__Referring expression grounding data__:
BEGIN
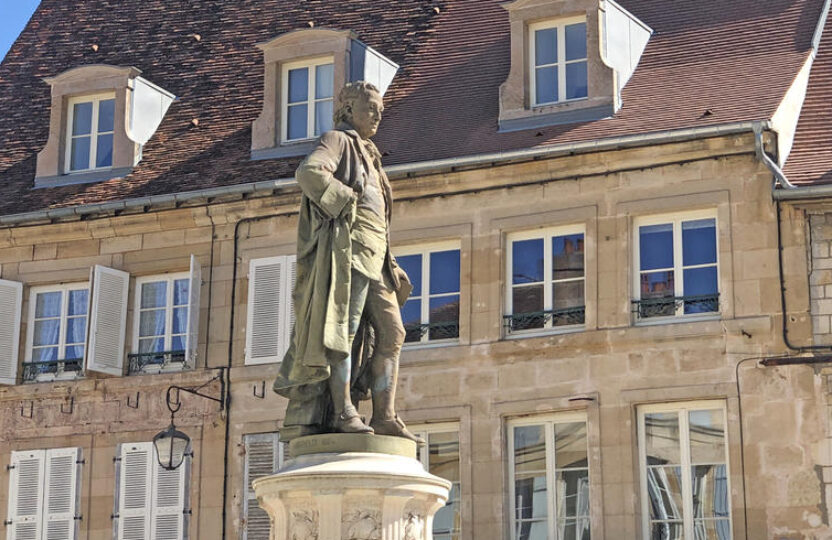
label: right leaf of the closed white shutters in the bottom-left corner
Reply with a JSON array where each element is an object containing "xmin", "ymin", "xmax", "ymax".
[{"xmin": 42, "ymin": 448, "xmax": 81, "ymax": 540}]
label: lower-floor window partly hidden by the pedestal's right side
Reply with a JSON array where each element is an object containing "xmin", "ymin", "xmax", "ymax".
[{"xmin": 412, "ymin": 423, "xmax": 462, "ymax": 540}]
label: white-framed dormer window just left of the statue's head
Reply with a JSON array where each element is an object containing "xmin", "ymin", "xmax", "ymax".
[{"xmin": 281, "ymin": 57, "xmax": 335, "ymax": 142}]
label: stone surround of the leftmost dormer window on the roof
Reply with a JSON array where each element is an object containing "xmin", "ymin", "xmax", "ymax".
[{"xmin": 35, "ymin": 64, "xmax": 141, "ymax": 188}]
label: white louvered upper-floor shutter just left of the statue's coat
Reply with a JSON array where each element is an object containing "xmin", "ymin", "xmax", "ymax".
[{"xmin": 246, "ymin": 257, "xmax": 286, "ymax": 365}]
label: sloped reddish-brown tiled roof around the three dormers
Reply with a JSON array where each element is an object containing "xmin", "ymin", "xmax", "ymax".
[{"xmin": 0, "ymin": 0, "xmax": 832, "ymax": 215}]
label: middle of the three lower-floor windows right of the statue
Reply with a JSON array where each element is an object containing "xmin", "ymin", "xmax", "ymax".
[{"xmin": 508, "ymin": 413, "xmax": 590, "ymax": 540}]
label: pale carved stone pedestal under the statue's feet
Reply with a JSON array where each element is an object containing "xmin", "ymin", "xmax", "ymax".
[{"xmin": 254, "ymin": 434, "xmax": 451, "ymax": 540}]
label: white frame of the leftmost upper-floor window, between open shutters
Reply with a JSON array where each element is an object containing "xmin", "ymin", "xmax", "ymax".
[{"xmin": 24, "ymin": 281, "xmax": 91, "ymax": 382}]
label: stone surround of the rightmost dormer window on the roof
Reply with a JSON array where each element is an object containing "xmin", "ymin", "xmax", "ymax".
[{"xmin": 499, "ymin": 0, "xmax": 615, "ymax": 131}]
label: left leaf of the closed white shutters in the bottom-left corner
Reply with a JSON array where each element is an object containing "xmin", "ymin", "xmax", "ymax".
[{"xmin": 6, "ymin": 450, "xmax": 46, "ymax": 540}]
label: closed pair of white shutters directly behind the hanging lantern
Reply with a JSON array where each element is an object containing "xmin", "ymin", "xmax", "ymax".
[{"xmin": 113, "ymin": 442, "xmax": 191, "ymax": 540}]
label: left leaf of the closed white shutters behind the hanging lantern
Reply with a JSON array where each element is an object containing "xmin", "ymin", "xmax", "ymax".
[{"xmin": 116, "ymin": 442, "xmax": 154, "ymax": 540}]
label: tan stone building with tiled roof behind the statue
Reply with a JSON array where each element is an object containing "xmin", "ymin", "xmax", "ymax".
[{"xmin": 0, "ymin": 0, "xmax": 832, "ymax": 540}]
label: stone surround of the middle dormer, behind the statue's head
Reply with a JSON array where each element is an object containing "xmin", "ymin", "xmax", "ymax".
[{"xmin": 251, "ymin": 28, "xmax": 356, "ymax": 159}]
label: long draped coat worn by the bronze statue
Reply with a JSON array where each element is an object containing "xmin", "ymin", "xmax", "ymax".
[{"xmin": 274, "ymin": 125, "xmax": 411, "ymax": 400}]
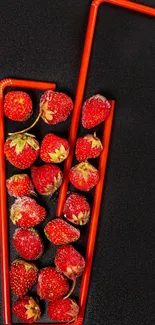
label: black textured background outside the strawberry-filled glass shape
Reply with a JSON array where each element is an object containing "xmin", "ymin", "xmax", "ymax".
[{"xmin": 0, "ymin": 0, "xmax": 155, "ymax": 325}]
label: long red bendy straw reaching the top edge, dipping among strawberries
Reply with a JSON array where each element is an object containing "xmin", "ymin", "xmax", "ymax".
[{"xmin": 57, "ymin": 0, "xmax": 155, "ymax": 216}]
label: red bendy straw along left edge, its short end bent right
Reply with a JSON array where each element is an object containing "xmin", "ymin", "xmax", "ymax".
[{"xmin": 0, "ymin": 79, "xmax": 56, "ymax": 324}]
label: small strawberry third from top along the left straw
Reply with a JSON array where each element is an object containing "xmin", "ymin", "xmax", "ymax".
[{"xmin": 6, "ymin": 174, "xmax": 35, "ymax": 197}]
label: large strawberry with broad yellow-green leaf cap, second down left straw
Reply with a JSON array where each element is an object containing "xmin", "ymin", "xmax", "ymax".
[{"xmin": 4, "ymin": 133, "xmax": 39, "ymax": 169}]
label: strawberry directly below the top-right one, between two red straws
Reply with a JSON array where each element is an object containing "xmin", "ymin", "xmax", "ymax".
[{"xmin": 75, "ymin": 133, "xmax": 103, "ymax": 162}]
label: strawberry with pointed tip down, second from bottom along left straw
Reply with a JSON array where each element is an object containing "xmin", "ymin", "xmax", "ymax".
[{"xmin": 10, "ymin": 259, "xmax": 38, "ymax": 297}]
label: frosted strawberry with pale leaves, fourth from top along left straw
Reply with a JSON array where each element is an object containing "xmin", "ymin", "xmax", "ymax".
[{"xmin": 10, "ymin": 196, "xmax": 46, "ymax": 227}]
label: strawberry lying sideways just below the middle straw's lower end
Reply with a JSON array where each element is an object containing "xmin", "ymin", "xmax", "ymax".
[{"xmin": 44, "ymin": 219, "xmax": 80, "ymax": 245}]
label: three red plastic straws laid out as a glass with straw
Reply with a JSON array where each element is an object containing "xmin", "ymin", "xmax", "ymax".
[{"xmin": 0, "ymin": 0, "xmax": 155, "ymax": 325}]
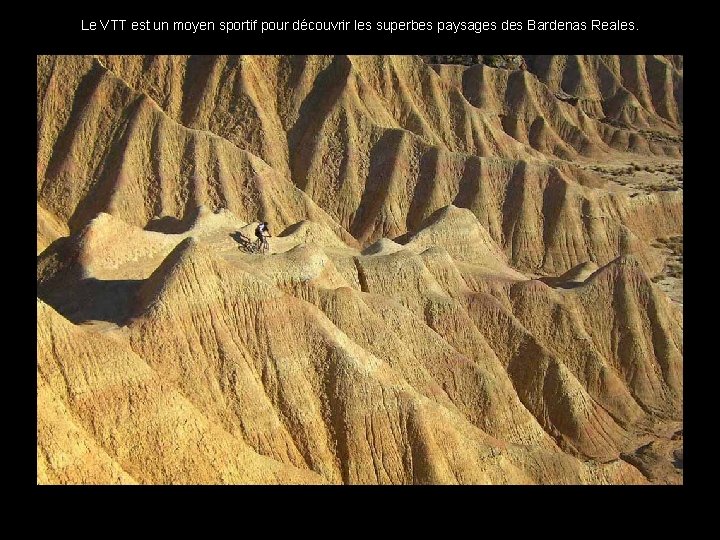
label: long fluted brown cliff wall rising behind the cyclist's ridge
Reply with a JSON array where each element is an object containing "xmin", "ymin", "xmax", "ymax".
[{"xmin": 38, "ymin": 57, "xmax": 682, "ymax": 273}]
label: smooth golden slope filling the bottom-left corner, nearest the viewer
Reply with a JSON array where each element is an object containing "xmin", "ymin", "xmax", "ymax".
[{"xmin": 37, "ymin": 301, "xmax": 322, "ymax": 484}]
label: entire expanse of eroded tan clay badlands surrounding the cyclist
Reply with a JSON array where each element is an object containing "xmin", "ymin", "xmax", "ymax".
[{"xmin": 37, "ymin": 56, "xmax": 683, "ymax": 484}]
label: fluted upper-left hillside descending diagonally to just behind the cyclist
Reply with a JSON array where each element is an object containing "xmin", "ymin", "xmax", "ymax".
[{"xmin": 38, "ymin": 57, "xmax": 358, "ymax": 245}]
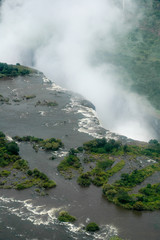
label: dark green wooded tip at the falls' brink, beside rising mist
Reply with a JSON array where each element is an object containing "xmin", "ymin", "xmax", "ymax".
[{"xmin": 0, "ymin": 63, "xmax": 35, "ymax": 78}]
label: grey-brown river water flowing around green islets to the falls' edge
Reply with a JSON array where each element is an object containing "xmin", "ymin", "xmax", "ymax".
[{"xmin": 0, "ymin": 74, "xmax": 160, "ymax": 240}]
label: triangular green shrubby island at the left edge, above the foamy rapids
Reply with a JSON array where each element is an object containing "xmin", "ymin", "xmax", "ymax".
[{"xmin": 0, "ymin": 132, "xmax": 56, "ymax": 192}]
END
BEGIN
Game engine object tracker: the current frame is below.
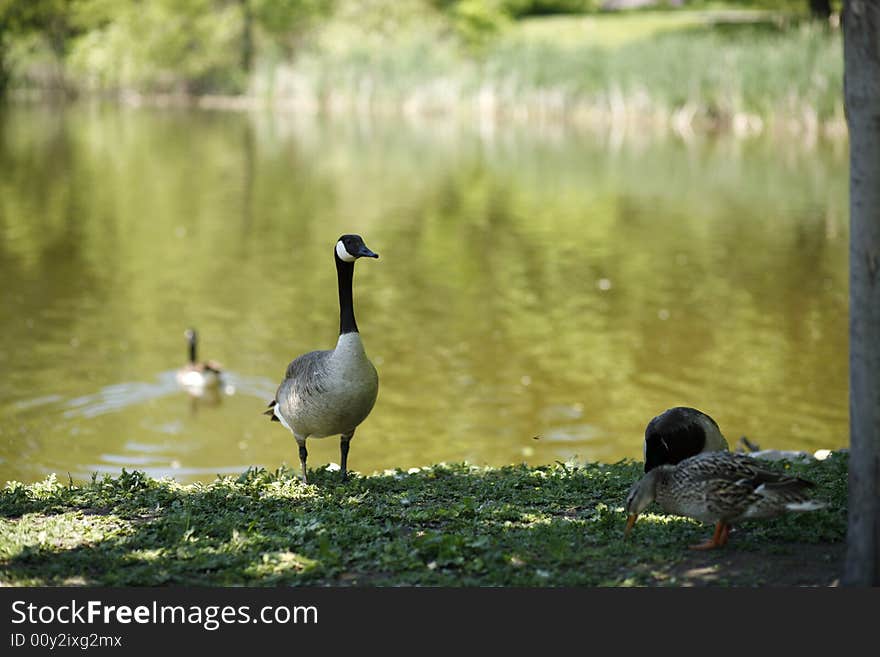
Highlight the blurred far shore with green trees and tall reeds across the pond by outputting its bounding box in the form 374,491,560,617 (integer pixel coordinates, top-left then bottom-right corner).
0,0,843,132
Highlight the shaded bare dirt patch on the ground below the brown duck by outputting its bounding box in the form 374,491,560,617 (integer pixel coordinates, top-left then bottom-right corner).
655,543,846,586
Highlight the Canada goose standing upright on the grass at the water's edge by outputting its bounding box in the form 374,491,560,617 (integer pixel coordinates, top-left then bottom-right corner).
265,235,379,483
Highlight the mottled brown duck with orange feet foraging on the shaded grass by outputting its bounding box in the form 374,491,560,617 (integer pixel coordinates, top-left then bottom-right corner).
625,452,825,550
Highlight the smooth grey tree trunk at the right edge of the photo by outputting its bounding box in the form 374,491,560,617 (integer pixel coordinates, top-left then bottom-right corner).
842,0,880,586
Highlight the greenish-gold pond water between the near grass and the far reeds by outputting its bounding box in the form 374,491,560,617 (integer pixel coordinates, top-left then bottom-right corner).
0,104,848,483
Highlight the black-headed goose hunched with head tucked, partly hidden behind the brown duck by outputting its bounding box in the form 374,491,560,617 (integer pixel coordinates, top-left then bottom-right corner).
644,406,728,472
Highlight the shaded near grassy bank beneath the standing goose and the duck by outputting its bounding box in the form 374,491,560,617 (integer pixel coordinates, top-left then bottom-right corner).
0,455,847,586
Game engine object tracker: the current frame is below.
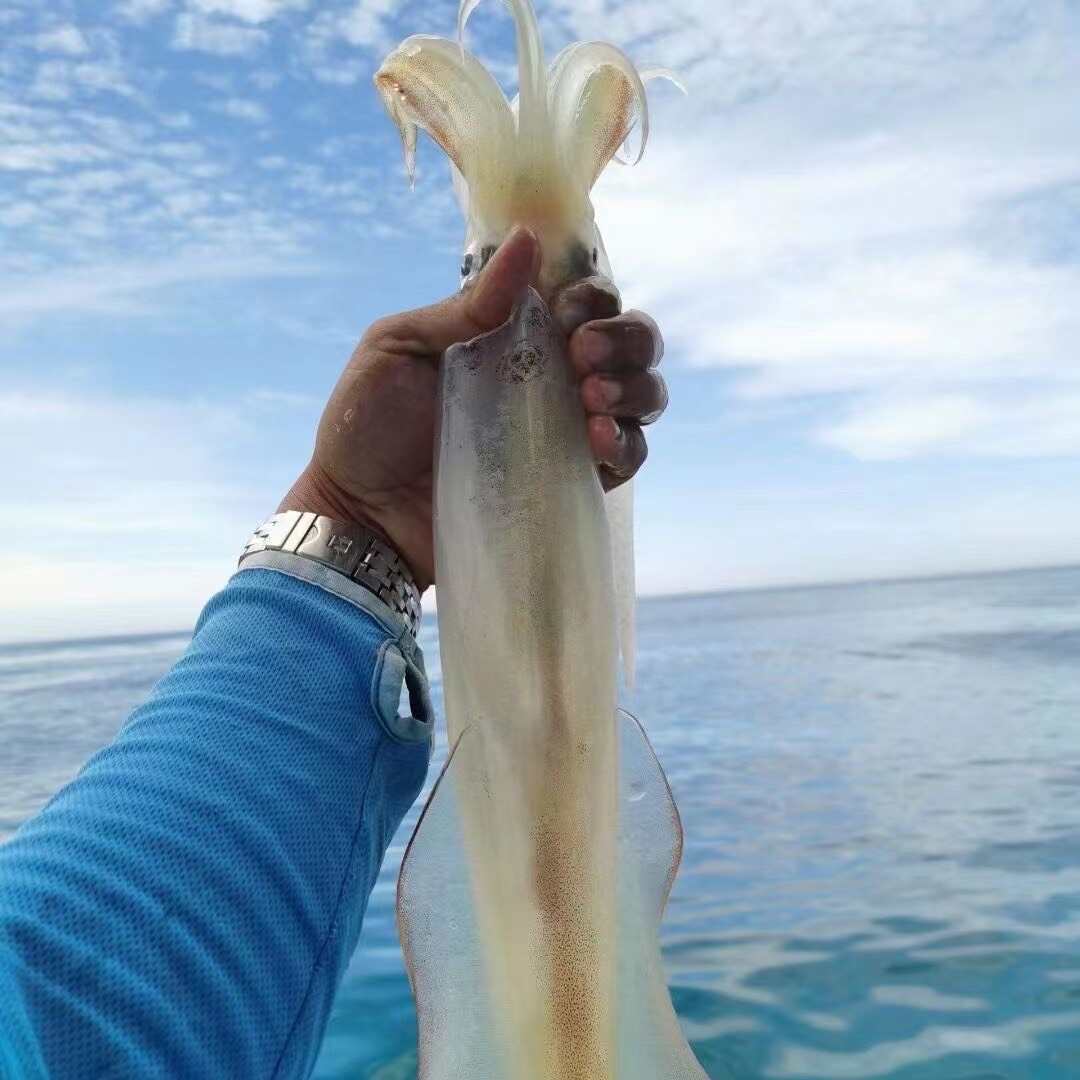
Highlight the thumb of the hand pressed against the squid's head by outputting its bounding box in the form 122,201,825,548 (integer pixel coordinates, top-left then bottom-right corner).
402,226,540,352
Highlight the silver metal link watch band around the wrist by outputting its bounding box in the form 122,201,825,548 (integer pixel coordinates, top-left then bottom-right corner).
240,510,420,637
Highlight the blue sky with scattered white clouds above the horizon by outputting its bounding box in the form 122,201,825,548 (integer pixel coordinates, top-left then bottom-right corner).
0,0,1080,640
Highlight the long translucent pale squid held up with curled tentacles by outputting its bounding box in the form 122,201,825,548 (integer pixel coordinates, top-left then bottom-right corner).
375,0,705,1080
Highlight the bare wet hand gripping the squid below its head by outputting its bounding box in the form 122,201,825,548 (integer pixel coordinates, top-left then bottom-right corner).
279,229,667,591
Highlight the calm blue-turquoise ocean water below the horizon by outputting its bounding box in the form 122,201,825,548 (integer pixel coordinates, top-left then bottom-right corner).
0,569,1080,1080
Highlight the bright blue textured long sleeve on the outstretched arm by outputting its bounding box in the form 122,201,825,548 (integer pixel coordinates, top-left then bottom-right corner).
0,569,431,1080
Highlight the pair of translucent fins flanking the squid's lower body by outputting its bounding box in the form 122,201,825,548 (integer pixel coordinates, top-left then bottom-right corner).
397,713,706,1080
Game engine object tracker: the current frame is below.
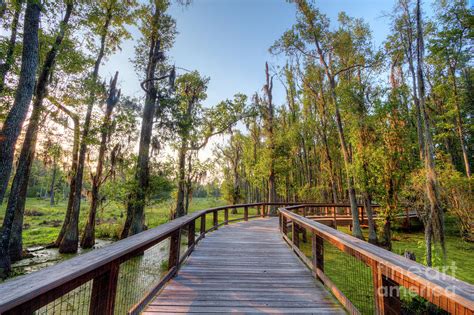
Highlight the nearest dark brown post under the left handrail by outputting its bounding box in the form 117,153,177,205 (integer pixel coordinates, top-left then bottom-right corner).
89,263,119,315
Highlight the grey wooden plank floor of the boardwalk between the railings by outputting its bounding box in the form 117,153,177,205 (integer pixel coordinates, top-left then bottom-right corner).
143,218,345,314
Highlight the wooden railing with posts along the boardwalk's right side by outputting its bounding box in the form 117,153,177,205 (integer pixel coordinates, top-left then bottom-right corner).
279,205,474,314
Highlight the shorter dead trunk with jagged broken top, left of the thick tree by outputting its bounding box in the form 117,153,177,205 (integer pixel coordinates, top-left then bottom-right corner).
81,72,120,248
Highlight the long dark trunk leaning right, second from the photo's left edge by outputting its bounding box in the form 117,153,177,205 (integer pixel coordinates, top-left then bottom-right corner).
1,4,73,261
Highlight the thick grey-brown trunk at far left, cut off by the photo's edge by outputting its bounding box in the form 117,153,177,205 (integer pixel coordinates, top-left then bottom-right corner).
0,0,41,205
END
BEGIN
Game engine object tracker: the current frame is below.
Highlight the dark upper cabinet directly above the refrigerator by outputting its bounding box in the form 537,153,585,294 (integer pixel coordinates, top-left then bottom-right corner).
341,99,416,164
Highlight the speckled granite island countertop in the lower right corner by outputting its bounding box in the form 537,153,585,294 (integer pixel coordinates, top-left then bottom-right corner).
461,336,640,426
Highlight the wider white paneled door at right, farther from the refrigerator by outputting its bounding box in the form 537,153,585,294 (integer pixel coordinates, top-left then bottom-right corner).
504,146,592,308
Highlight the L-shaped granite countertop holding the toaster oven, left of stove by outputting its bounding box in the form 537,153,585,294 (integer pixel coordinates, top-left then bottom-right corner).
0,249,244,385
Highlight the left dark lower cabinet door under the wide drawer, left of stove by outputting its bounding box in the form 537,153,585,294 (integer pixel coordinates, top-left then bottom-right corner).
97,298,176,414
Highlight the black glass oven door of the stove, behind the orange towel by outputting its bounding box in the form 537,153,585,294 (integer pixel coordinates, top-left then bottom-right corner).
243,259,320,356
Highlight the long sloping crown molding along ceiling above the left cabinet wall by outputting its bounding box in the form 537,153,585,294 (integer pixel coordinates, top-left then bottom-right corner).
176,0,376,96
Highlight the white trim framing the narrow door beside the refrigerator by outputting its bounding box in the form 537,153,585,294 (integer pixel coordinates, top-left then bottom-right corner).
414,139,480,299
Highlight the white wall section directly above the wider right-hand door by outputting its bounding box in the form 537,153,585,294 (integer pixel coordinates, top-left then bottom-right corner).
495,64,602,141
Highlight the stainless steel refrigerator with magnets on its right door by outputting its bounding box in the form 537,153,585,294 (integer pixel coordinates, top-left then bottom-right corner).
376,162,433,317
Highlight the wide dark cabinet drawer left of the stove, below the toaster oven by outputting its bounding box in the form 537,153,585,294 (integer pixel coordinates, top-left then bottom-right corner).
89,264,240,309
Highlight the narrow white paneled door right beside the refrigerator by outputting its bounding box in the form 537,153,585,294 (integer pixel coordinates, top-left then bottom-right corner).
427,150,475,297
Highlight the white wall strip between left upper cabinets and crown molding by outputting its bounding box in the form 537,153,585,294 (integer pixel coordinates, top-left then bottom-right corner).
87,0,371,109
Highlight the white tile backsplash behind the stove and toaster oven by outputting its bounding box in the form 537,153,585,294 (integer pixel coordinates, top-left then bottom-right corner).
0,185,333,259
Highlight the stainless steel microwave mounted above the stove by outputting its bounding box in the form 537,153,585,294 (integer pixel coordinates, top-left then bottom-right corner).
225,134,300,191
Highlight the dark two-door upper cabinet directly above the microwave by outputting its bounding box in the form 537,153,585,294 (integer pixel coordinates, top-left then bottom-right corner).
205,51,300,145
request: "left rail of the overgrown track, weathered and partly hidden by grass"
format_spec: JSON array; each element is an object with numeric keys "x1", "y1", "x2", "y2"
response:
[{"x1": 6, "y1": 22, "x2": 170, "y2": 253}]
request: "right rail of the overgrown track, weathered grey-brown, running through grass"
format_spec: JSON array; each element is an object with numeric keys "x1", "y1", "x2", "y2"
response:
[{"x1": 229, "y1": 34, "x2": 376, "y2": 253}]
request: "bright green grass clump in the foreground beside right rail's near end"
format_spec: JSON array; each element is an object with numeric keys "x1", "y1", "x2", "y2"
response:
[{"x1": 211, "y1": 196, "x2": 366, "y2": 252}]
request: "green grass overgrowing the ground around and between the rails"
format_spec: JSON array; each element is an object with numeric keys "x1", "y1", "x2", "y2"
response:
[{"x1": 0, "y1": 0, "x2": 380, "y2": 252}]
END
__What you are asked to do__:
From the records above, reproduce exactly the lines from the one with "label: right leaf" to the one with "label: white frame", both included, and no others.

__Reply__:
label: right leaf of the closed white shutters in the bottom-left corner
Reply with a JSON array where each element is an object containing "xmin", "ymin", "xmax", "ymax".
[{"xmin": 42, "ymin": 448, "xmax": 81, "ymax": 540}]
label: lower-floor window partly hidden by the pedestal's right side
Reply with a JSON array where each element is an object containing "xmin", "ymin", "xmax", "ymax".
[{"xmin": 412, "ymin": 423, "xmax": 462, "ymax": 540}]
label: white-framed dormer window just left of the statue's head
Reply with a JSON array where each element is an object containing "xmin", "ymin", "xmax", "ymax".
[{"xmin": 281, "ymin": 57, "xmax": 335, "ymax": 142}]
label: stone surround of the leftmost dormer window on the roof
Reply with a JSON array where each element is an object containing "xmin", "ymin", "xmax", "ymax".
[{"xmin": 35, "ymin": 64, "xmax": 141, "ymax": 188}]
label: white louvered upper-floor shutter just left of the statue's coat
Reply with a JSON array where each element is an object containing "xmin", "ymin", "xmax", "ymax".
[{"xmin": 246, "ymin": 257, "xmax": 286, "ymax": 365}]
label: sloped reddish-brown tiled roof around the three dormers
Reply with a JSON array where each element is an object containing "xmin", "ymin", "xmax", "ymax".
[{"xmin": 0, "ymin": 0, "xmax": 832, "ymax": 215}]
label: middle of the three lower-floor windows right of the statue
Reply with a JSON array where each element is an object containing "xmin", "ymin", "xmax", "ymax".
[{"xmin": 508, "ymin": 413, "xmax": 590, "ymax": 540}]
label: pale carved stone pedestal under the statue's feet
Reply with a JSON array where each element is an object containing "xmin", "ymin", "xmax", "ymax".
[{"xmin": 254, "ymin": 434, "xmax": 451, "ymax": 540}]
label: white frame of the leftmost upper-floor window, between open shutters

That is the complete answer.